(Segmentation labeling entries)
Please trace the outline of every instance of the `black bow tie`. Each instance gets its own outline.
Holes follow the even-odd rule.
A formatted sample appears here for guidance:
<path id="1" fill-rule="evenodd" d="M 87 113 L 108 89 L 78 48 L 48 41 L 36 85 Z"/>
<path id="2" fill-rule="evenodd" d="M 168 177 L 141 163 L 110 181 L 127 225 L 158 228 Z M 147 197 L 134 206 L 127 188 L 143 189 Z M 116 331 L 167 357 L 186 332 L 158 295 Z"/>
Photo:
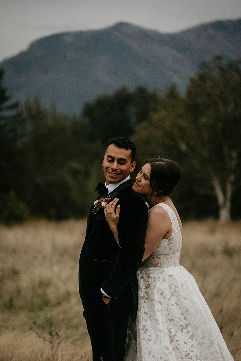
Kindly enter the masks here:
<path id="1" fill-rule="evenodd" d="M 98 192 L 99 194 L 104 194 L 106 196 L 108 194 L 108 190 L 103 183 L 100 182 L 95 190 L 95 192 Z"/>

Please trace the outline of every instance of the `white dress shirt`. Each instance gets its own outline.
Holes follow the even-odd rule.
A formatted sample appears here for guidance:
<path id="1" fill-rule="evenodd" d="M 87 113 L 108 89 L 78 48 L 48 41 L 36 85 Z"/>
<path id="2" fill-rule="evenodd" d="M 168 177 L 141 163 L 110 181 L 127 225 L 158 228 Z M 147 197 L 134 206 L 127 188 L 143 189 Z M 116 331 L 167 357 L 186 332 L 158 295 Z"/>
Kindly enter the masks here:
<path id="1" fill-rule="evenodd" d="M 114 189 L 115 189 L 116 188 L 117 188 L 117 187 L 119 187 L 120 184 L 122 184 L 122 183 L 124 183 L 124 182 L 126 182 L 126 180 L 129 180 L 129 179 L 130 179 L 130 175 L 128 175 L 128 177 L 126 177 L 126 178 L 125 178 L 123 180 L 121 180 L 120 182 L 117 182 L 117 183 L 111 183 L 110 184 L 108 184 L 108 186 L 107 186 L 106 182 L 105 184 L 105 186 L 108 190 L 108 193 L 110 193 L 111 192 L 112 192 L 112 191 L 113 191 Z M 104 295 L 105 295 L 106 296 L 107 296 L 107 297 L 109 297 L 110 298 L 111 298 L 111 297 L 109 297 L 109 296 L 108 296 L 108 295 L 107 295 L 107 294 L 104 291 L 103 291 L 102 288 L 100 288 L 100 291 L 104 294 Z"/>

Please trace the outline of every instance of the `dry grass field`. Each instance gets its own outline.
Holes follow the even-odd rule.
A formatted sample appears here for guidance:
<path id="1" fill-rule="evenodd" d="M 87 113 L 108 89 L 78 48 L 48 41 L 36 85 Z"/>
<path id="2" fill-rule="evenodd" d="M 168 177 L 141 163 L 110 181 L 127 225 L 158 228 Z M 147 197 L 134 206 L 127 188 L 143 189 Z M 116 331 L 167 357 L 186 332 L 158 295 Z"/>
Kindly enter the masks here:
<path id="1" fill-rule="evenodd" d="M 91 360 L 78 288 L 85 225 L 0 226 L 0 361 Z M 241 222 L 192 222 L 184 230 L 180 263 L 241 361 Z"/>

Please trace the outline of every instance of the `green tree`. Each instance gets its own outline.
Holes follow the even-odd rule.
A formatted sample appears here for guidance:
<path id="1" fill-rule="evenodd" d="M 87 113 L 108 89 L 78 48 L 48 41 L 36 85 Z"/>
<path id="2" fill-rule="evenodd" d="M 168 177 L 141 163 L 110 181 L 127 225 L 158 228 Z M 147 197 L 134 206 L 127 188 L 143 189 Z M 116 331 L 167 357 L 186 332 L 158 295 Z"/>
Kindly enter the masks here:
<path id="1" fill-rule="evenodd" d="M 197 172 L 210 181 L 221 222 L 230 219 L 232 195 L 240 186 L 241 71 L 240 62 L 218 56 L 202 63 L 190 79 L 186 96 L 191 117 L 185 142 Z"/>
<path id="2" fill-rule="evenodd" d="M 86 103 L 82 114 L 91 139 L 105 144 L 112 137 L 131 136 L 137 125 L 146 120 L 159 101 L 156 91 L 142 86 L 131 91 L 122 87 L 113 95 L 101 95 Z"/>
<path id="3" fill-rule="evenodd" d="M 28 213 L 18 195 L 23 164 L 20 144 L 26 123 L 20 103 L 11 103 L 11 95 L 2 85 L 4 74 L 0 69 L 0 220 L 9 223 L 25 219 Z"/>
<path id="4" fill-rule="evenodd" d="M 25 104 L 29 128 L 22 149 L 25 156 L 23 199 L 33 214 L 51 219 L 86 215 L 103 151 L 88 140 L 81 119 L 47 109 L 37 97 Z"/>

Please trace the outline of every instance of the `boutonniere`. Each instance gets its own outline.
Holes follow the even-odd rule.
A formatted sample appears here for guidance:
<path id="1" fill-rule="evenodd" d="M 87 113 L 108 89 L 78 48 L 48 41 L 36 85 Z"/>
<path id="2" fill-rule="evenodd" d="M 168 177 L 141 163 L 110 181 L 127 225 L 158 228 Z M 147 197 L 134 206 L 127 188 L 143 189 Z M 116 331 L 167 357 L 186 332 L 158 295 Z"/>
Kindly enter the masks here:
<path id="1" fill-rule="evenodd" d="M 100 199 L 98 201 L 95 201 L 94 202 L 94 205 L 96 207 L 96 209 L 94 212 L 95 214 L 100 209 L 103 209 L 105 208 L 110 201 L 111 197 L 110 196 L 107 196 L 105 197 L 101 197 Z"/>

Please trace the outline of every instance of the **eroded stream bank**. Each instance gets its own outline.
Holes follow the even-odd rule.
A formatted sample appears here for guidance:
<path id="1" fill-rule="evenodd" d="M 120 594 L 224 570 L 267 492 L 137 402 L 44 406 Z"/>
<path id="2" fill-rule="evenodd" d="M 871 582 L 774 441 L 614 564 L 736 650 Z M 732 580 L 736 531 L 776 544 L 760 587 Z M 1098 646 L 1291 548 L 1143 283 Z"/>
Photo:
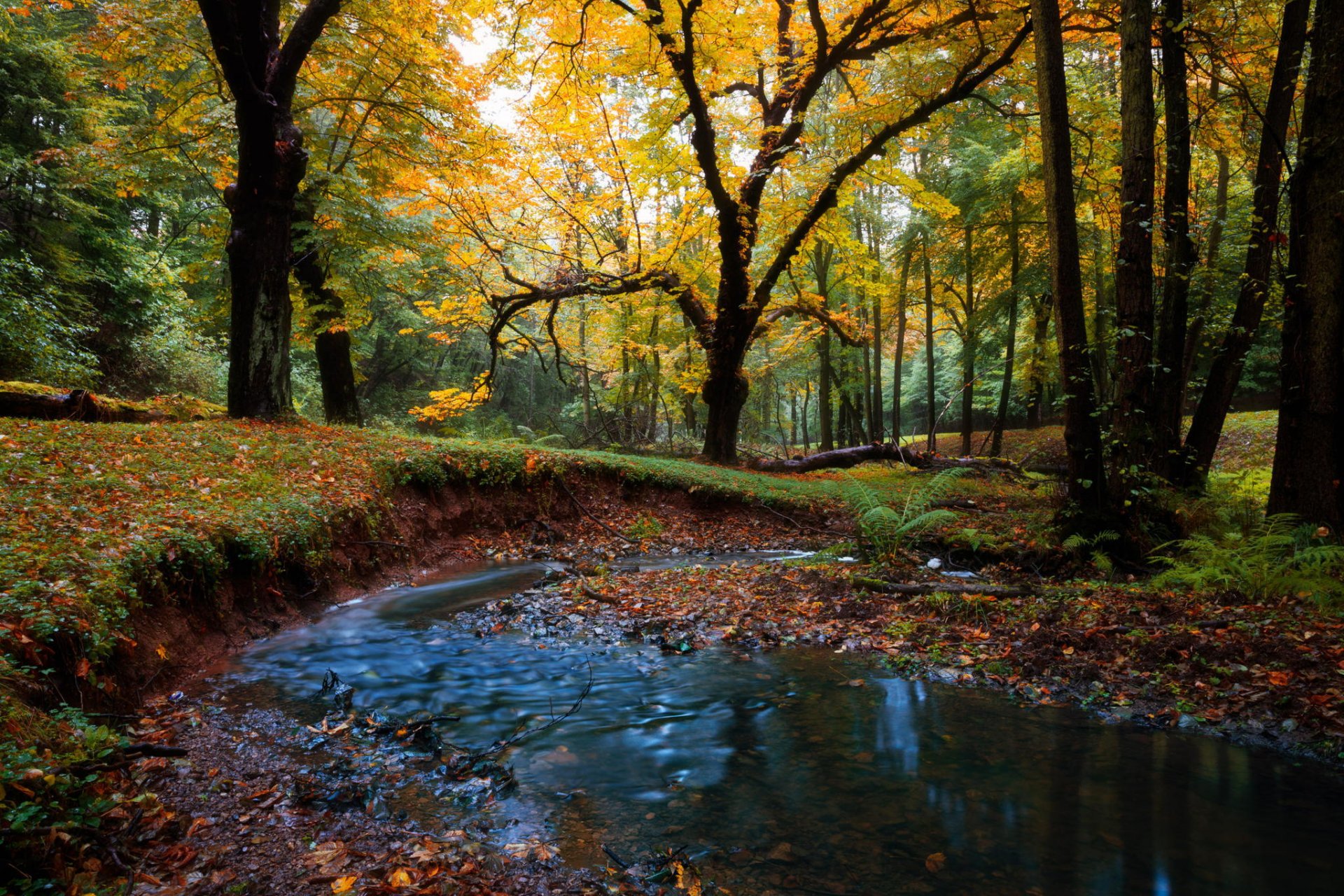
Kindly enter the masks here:
<path id="1" fill-rule="evenodd" d="M 196 815 L 214 818 L 195 829 L 210 858 L 198 884 L 384 892 L 469 880 L 496 850 L 591 868 L 685 846 L 706 881 L 747 893 L 1333 887 L 1344 783 L 1321 767 L 909 681 L 833 646 L 683 653 L 578 613 L 519 626 L 481 607 L 527 603 L 542 572 L 370 595 L 254 645 L 176 704 L 191 759 L 160 791 L 215 811 Z M 590 668 L 581 711 L 519 744 L 517 783 L 493 798 L 450 786 L 423 750 L 327 733 L 341 717 L 314 697 L 333 669 L 358 689 L 356 719 L 460 715 L 445 736 L 489 744 L 567 707 Z M 250 771 L 219 786 L 216 762 Z M 415 858 L 464 829 L 442 846 L 456 864 Z M 511 868 L 524 891 L 633 885 Z"/>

WRITTEN PROBLEM: Would you return the data exactly as written, without the pictures?

SOLVED PROBLEM:
Please trace the outline of every instance of the `black bow tie`. Each instance gets its own outline.
Holes follow the even-odd rule.
A formatted sample appears here for guidance:
<path id="1" fill-rule="evenodd" d="M 87 113 L 108 89 L 78 48 L 48 41 L 36 85 Z"/>
<path id="2" fill-rule="evenodd" d="M 168 177 L 141 163 L 110 181 L 127 225 L 158 228 Z M 147 197 L 134 206 L 127 188 L 143 189 Z M 116 331 L 167 357 L 186 332 L 158 295 Z"/>
Photo:
Kindly enter the masks here:
<path id="1" fill-rule="evenodd" d="M 98 192 L 99 194 L 104 194 L 106 196 L 108 194 L 108 190 L 103 183 L 100 182 L 95 190 L 95 192 Z"/>

Please trace the outline of every instance of the `white dress shirt`. Each instance gets its own outline.
Holes follow the even-odd rule.
A formatted sample appears here for guidance:
<path id="1" fill-rule="evenodd" d="M 87 113 L 108 89 L 78 48 L 48 41 L 36 85 Z"/>
<path id="2" fill-rule="evenodd" d="M 168 177 L 141 163 L 110 181 L 127 225 L 158 228 Z M 147 197 L 134 206 L 127 188 L 143 189 Z M 116 331 L 167 357 L 186 332 L 158 295 Z"/>
Kindly enter the masks here:
<path id="1" fill-rule="evenodd" d="M 114 189 L 115 189 L 116 188 L 117 188 L 117 187 L 119 187 L 120 184 L 122 184 L 122 183 L 124 183 L 124 182 L 126 182 L 126 180 L 129 180 L 129 179 L 130 179 L 130 175 L 128 175 L 128 177 L 126 177 L 126 178 L 125 178 L 123 180 L 121 180 L 120 182 L 117 182 L 117 183 L 111 183 L 110 184 L 108 184 L 108 186 L 107 186 L 106 182 L 105 184 L 105 186 L 108 190 L 108 193 L 110 193 L 111 192 L 112 192 L 112 191 L 113 191 Z M 104 295 L 105 295 L 106 296 L 107 296 L 107 297 L 109 297 L 110 298 L 111 298 L 111 297 L 109 297 L 109 296 L 108 296 L 108 295 L 107 295 L 107 294 L 104 291 L 103 291 L 102 288 L 100 288 L 100 291 L 104 294 Z"/>

Please trace the outline of every instance of the `dry grass field`. Each instance gets its own outline.
Holes follow the even-odd rule.
A formatted sample appears here for guidance:
<path id="1" fill-rule="evenodd" d="M 87 113 L 108 89 L 78 48 L 48 41 L 36 85 Z"/>
<path id="2" fill-rule="evenodd" d="M 168 177 L 141 163 L 110 181 L 127 225 L 158 228 Z M 147 197 L 134 206 L 127 188 L 143 189 Z M 116 331 L 167 357 L 186 332 L 158 295 Z"/>
Kindly enter the masks here:
<path id="1" fill-rule="evenodd" d="M 91 360 L 78 288 L 85 225 L 0 226 L 0 361 Z M 241 222 L 192 222 L 184 230 L 180 263 L 241 361 Z"/>

Please trace the outline of every instance of the `green tree`. Each instance gets its own outline.
Holes follow the even-odd rule.
A formatted sample appears here for guidance:
<path id="1" fill-rule="evenodd" d="M 87 113 L 108 89 L 78 48 L 48 41 L 36 85 Z"/>
<path id="2" fill-rule="evenodd" d="M 168 177 L 141 163 L 110 181 L 127 225 L 158 228 Z M 147 197 L 134 206 L 127 188 L 143 189 Z M 116 331 L 167 357 L 186 332 L 158 295 Z"/>
Kindly enter the masks here:
<path id="1" fill-rule="evenodd" d="M 197 172 L 210 181 L 221 222 L 230 219 L 232 195 L 240 186 L 241 71 L 240 62 L 218 56 L 202 63 L 190 79 L 186 96 L 191 117 L 185 142 Z"/>
<path id="2" fill-rule="evenodd" d="M 86 103 L 82 114 L 91 139 L 105 144 L 112 137 L 131 136 L 137 125 L 146 120 L 159 101 L 156 91 L 142 86 L 131 91 L 122 87 L 113 95 L 101 95 Z"/>
<path id="3" fill-rule="evenodd" d="M 28 213 L 18 195 L 23 164 L 20 144 L 26 123 L 20 103 L 11 103 L 11 95 L 2 85 L 4 74 L 0 69 L 0 220 L 9 223 L 25 219 Z"/>
<path id="4" fill-rule="evenodd" d="M 25 104 L 29 128 L 22 149 L 25 156 L 23 199 L 33 214 L 51 219 L 86 215 L 103 151 L 88 140 L 81 119 L 47 109 L 37 97 Z"/>

Please trace the outline of every instance of the `boutonniere`. Each instance gets its own outline.
Holes follow the even-odd rule.
A formatted sample appears here for guidance:
<path id="1" fill-rule="evenodd" d="M 87 113 L 108 89 L 78 48 L 48 41 L 36 85 Z"/>
<path id="2" fill-rule="evenodd" d="M 168 177 L 141 163 L 110 181 L 127 225 L 158 228 Z M 147 197 L 134 206 L 127 188 L 143 189 Z M 116 331 L 167 357 L 186 332 L 158 295 Z"/>
Kindly enter the masks here:
<path id="1" fill-rule="evenodd" d="M 100 199 L 98 201 L 95 201 L 94 202 L 94 205 L 96 207 L 96 209 L 94 212 L 95 214 L 100 209 L 103 209 L 105 208 L 110 201 L 111 197 L 110 196 L 107 196 L 105 197 L 101 197 Z"/>

Please trace the outline of every instance of the **eroded stream bank**. Each instance gets its own outline.
Holes follow the even-odd rule.
A formatted sample appears here for guidance:
<path id="1" fill-rule="evenodd" d="M 120 594 L 224 570 L 267 492 L 137 402 L 44 406 Z"/>
<path id="2" fill-rule="evenodd" d="M 871 582 L 774 441 L 614 564 L 736 650 Z M 732 580 L 736 531 L 776 544 L 760 587 Z M 1098 646 L 1291 548 L 1143 283 Z"/>
Photo:
Kindly enter the masks here:
<path id="1" fill-rule="evenodd" d="M 196 815 L 214 818 L 195 829 L 210 858 L 198 884 L 384 892 L 469 880 L 496 850 L 591 868 L 685 846 L 706 881 L 747 893 L 1333 887 L 1344 783 L 1321 767 L 909 681 L 833 646 L 683 653 L 578 613 L 519 626 L 481 607 L 527 603 L 542 572 L 370 595 L 254 645 L 176 704 L 191 759 L 160 791 L 215 811 Z M 590 668 L 581 711 L 519 744 L 517 783 L 493 798 L 450 786 L 423 750 L 327 733 L 341 717 L 314 697 L 333 669 L 358 689 L 356 719 L 460 715 L 445 736 L 489 744 L 567 707 Z M 250 771 L 219 786 L 216 762 Z M 415 858 L 464 829 L 442 846 L 456 864 Z M 511 868 L 524 891 L 633 885 Z"/>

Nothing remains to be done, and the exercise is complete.